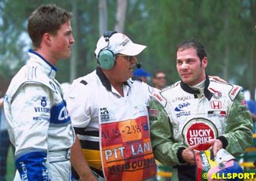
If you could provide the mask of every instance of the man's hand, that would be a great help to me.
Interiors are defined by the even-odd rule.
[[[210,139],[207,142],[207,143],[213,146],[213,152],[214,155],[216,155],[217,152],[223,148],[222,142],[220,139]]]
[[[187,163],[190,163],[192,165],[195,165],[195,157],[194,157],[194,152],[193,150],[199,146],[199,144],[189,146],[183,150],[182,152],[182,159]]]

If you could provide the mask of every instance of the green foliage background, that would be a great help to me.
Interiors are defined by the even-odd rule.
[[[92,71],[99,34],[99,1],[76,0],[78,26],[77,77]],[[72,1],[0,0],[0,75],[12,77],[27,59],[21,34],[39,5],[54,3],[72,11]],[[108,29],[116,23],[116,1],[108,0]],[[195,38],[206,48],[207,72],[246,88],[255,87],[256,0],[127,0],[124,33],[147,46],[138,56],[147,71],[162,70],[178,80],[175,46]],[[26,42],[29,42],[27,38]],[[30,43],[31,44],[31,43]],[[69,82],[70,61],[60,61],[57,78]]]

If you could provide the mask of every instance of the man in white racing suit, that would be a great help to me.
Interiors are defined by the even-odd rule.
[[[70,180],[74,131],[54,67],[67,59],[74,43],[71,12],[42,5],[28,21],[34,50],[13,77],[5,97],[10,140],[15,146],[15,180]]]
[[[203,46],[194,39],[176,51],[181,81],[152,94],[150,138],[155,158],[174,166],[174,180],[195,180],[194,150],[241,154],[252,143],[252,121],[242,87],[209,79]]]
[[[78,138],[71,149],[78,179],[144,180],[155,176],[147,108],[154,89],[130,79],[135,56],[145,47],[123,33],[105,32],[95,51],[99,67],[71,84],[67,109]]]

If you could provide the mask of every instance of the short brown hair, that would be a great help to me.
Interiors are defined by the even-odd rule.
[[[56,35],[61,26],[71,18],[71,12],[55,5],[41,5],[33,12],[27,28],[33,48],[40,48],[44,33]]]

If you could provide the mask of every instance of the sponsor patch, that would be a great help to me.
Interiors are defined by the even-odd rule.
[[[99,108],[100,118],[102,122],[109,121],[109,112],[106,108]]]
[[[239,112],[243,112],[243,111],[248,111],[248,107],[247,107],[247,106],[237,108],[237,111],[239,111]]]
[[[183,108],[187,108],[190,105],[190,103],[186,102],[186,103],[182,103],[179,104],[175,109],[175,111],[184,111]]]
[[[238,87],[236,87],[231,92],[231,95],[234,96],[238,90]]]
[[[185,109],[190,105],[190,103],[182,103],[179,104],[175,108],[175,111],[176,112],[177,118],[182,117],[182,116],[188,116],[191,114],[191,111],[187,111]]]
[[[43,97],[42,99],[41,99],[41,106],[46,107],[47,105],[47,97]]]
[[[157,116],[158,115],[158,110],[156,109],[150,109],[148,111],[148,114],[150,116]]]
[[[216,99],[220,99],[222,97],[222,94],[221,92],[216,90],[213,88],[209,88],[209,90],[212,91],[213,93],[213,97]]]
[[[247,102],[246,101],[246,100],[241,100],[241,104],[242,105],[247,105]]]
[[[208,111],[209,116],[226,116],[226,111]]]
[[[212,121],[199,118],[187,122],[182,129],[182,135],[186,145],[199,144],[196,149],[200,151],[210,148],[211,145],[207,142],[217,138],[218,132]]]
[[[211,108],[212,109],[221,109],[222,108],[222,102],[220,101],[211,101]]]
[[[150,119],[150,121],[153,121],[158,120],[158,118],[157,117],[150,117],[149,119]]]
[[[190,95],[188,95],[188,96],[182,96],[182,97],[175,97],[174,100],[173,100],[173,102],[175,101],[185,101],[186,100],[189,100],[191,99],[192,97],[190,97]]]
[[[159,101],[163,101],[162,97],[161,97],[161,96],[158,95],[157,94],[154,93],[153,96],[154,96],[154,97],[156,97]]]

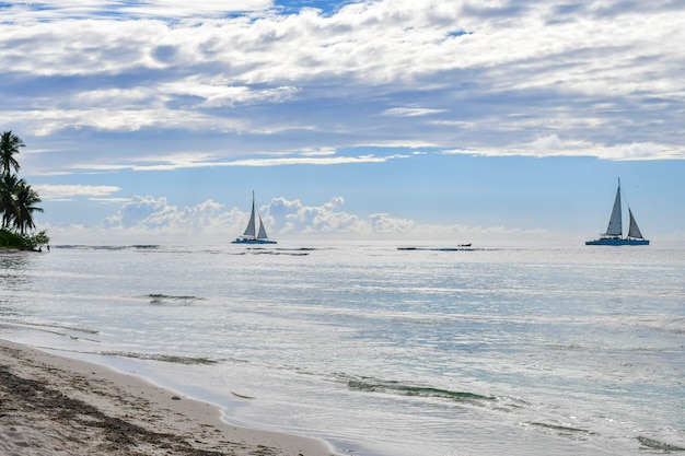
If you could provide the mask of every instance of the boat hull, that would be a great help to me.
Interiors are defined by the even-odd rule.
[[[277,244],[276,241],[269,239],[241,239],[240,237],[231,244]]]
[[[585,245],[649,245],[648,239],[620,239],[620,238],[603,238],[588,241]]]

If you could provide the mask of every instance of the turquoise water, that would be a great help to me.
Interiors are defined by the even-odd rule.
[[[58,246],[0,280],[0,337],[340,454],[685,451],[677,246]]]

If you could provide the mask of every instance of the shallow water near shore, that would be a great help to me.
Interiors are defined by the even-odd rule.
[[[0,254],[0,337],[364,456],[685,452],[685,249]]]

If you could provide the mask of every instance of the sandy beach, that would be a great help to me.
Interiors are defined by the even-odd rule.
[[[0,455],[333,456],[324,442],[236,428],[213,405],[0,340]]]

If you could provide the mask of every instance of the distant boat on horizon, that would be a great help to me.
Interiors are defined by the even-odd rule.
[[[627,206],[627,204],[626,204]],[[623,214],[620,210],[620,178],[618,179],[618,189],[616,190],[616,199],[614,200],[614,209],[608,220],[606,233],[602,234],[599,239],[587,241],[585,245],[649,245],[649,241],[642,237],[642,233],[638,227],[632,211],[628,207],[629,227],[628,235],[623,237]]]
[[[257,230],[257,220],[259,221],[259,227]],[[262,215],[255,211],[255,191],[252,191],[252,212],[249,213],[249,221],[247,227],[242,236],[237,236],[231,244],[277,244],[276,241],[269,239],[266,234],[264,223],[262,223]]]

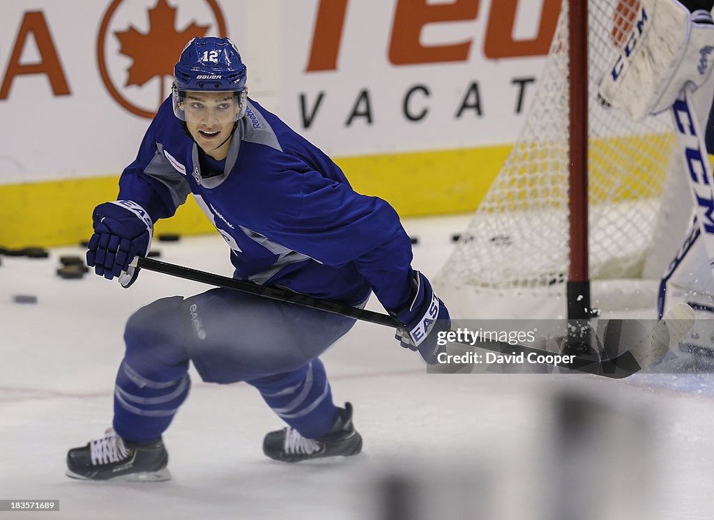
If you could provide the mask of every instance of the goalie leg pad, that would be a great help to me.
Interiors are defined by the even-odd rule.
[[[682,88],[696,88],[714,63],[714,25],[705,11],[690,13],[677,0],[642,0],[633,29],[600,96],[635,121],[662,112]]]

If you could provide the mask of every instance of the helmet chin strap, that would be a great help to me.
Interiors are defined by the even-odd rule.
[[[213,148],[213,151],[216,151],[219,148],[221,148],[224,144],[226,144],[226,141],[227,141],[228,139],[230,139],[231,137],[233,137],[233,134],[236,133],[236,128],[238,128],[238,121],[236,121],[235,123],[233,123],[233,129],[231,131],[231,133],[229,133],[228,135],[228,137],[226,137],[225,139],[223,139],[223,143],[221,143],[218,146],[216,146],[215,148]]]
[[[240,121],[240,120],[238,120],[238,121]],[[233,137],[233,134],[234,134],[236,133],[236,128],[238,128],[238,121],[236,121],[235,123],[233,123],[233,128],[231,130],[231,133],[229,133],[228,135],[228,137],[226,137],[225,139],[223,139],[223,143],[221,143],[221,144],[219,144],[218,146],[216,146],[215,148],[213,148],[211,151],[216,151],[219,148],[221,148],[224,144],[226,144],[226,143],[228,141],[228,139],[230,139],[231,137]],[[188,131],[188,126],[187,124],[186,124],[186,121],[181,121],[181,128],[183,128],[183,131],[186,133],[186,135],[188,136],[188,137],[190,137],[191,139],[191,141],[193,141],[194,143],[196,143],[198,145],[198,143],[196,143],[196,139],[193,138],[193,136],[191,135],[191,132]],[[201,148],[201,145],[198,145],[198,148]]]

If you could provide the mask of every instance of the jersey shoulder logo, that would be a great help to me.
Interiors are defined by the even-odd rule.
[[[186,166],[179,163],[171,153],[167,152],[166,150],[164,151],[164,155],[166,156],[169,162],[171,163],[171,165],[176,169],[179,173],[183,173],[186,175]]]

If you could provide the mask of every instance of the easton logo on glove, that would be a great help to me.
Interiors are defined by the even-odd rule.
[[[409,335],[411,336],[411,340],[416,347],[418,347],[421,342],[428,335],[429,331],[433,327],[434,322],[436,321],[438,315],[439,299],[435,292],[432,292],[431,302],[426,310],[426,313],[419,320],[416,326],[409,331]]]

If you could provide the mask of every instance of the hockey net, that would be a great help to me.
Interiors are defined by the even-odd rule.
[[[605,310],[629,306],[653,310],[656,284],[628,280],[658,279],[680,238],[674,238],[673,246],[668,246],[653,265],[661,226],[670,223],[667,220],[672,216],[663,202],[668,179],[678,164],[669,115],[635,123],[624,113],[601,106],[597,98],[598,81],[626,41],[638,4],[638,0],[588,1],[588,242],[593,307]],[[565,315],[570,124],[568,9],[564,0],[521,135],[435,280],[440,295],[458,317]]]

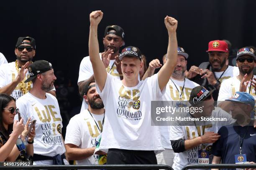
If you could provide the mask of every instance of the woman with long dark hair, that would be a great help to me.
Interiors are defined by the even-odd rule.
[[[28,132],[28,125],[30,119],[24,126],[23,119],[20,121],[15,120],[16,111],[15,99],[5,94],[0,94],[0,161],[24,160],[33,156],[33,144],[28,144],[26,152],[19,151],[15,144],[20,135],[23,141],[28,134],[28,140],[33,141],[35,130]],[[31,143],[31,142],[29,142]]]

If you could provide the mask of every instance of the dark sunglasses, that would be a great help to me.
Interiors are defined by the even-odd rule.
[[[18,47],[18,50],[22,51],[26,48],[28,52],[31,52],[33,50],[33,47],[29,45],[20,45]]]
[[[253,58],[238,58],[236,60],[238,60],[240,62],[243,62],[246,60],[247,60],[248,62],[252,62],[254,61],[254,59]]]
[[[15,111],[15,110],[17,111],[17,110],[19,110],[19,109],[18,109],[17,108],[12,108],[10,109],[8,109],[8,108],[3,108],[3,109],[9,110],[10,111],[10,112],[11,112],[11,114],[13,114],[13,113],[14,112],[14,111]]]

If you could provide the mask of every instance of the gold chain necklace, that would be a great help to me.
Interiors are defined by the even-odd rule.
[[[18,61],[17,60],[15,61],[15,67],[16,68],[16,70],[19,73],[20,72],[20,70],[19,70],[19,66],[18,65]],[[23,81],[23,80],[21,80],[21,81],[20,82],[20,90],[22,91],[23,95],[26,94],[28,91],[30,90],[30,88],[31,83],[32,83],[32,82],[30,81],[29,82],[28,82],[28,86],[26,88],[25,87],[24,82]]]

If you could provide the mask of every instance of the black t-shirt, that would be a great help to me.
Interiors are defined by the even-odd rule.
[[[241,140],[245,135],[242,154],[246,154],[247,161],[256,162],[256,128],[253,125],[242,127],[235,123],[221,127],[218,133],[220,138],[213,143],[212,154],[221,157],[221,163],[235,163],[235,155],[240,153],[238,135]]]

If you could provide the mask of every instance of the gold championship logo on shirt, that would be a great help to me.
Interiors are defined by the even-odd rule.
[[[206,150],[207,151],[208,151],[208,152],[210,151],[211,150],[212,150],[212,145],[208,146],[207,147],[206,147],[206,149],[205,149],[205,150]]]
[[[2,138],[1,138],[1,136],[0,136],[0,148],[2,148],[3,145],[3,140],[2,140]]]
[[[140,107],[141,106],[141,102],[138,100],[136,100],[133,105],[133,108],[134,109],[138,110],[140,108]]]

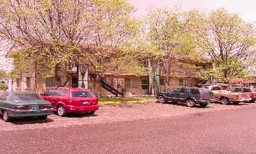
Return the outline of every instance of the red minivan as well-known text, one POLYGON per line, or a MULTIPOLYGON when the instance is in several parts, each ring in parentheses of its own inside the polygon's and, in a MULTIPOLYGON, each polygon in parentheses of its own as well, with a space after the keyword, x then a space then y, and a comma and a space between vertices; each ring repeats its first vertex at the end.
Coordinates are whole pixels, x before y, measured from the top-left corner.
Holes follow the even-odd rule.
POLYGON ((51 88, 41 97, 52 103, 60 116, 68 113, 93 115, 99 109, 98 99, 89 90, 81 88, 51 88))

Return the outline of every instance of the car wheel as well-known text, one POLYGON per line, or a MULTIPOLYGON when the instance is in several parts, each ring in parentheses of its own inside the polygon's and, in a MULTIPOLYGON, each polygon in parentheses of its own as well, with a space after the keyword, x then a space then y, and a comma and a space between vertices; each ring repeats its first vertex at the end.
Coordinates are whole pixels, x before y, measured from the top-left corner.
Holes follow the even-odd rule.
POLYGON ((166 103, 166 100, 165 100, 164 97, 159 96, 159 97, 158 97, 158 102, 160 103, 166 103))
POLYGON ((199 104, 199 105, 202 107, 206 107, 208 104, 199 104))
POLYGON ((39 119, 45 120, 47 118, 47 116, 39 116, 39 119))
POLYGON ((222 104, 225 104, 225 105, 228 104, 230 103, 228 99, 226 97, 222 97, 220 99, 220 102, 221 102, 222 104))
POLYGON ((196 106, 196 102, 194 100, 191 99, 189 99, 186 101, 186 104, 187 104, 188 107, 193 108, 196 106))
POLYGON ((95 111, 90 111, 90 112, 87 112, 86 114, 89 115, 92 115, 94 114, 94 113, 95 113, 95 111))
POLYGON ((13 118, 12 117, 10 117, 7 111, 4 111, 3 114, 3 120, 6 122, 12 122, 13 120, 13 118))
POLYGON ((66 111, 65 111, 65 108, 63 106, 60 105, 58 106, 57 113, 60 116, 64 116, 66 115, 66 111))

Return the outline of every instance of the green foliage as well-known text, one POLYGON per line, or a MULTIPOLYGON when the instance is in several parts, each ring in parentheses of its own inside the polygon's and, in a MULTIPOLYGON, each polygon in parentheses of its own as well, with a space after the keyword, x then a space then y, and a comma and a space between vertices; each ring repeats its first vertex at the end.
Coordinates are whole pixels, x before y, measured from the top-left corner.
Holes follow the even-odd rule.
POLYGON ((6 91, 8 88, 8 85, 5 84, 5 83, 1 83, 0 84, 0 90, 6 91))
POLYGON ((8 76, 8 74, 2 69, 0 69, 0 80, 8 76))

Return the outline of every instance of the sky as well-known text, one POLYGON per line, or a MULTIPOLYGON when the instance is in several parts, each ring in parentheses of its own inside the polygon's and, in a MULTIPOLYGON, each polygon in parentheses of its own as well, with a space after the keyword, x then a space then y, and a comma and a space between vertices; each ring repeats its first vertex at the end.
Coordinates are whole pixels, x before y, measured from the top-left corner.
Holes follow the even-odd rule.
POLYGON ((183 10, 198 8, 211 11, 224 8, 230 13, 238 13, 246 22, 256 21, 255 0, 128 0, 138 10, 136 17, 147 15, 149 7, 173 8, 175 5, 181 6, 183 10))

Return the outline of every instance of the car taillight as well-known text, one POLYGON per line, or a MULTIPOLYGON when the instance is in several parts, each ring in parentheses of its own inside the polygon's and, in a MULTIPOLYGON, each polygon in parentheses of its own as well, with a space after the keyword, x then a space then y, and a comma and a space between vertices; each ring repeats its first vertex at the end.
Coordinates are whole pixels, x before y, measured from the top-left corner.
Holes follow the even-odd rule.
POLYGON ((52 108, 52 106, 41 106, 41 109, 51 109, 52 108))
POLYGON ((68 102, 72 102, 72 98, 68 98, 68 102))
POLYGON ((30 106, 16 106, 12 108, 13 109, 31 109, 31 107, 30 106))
━━━━━━━━━━
Your task - Turn the stretch of the records above, from the line containing "Return the outline of every instance of the car taillight" through the end of the records, into a numbered list, leaving out any blank lines.

Output for this exercise -
1. Return the outline of every instance of the car taillight as well-known text, one POLYGON per line, or a MULTIPOLYGON when the instance is in several parts, each ring in parentheses of its own inside the polygon's and, in a MULTIPOLYGON, each polygon in parentheses of its own as well, with a space after the keyword, x then a space then y, and a comma and a space between vertices; each ring repeats its first vertex at the end.
2. Coordinates are whole pixels, x before y, measured from the top-left corner.
3. Holes follow the even-odd rule.
4. POLYGON ((52 108, 52 106, 41 106, 41 109, 51 109, 52 108))
5. POLYGON ((68 102, 72 102, 72 98, 68 98, 68 102))
6. POLYGON ((30 106, 16 106, 12 108, 13 109, 31 109, 31 107, 30 106))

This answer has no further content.